Extramarital affairs are no longer the leading reason why couples split up. Infidelity has been replaced by 'growing apart' and falling out of love as the most popular motivation for filing for divorce.
So are we just getting more tolerant of affairs? Well-not necessarily.
If we look at stats from the USA, we see that Americans are less likely to break up a marriage because of an affair today as compared with 10yrs ago. Now only 50-60% say that adultery would be an automatic deal breaker for their marriage, whereas a decade ago that number was closer to 90%. Also affairs are more common today than they used to be. Research from the 1970s shows some 27% of men and 23% percent of women had affairs. 2002 studies re-estimated those figures at 50% of married women and 55% of married men.
The fact that affairs are on the rise is probably not that surprising, as increasing infidelity might have been anticipated to come as part and parcel of economic independence for women and a decrease in religious fundamentalism, leading to an overall relaxation of moral standards or stigma by society.
But what is surprising is the next fact. Bizarrely, Americans are more intolerant of extramarital relationships nowadays than they were in the past!! In 2006, 80% percent of Americans said that infidelity is always wrong, which is up from 73% percent in 1991. Compare this to the mid-1970s, when only 51% of well-educated Americans thought adultery was always wrong and it really is quite a difference. To put it into context, nowadays Americans think affairs are worse than cloning humans!
So what does all of this mean? To summarise, the Western world is having more affairs than ever before. In practical terms, on the outside we appear to cope with affairs better by not letting them we break up a marriage (possibly due to the abundance of relationship counselors, sex gurus and self-help industries) but privately we are more strongly opposed to them than ever before. Hypocritical? Yes, but more than that, its sad. It's yet another symptom of the schizophrenic culture that we're developing about marriage. Most adults still want to be married, even though statistically speaking they're much more likely to fail at it. We still aspire to marriage, we still have ideals about marriage, we still value marriage-but we also value thinking about ourselves - what makes us happy, what makes us most fulfilled. So we hate adultery but we get tempted, just like we like commitment but hate duty. It's a minefield, and the way I see it, unless we manage to bring our expectations and our behaviour more closely together, we are only going to move further away from our potential for happiness.
And I wonder-what do others make of this quandary?

● **RECORDS**:
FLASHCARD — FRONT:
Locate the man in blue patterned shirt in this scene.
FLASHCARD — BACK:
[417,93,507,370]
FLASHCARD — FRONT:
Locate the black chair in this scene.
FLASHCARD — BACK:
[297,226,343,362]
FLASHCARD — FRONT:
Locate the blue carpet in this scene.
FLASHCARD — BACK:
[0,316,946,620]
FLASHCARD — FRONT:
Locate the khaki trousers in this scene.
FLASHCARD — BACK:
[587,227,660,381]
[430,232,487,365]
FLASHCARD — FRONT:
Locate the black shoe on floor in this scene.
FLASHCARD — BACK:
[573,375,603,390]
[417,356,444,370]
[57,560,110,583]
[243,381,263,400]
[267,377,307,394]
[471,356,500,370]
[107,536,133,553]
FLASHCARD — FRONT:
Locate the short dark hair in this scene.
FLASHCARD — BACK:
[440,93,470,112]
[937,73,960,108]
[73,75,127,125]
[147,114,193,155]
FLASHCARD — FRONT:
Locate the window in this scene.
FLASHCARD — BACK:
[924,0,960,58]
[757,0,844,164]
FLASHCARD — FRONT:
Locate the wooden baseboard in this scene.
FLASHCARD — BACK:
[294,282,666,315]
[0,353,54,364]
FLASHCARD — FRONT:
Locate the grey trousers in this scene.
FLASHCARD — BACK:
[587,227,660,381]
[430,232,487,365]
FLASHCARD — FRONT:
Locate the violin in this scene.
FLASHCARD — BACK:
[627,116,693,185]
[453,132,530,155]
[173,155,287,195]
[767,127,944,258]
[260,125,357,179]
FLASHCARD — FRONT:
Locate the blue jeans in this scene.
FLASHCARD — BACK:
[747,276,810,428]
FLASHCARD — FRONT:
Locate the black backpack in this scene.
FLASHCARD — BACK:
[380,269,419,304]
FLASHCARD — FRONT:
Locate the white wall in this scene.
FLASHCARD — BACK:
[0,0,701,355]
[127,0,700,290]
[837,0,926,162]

● **TASK BRIEF**:
According to the passage on infidelity and divorce, what has replaced infidelity as the most popular motivation for filing for divorce?

● **SOLVED PROBLEM**:
Growing apart and falling out of love.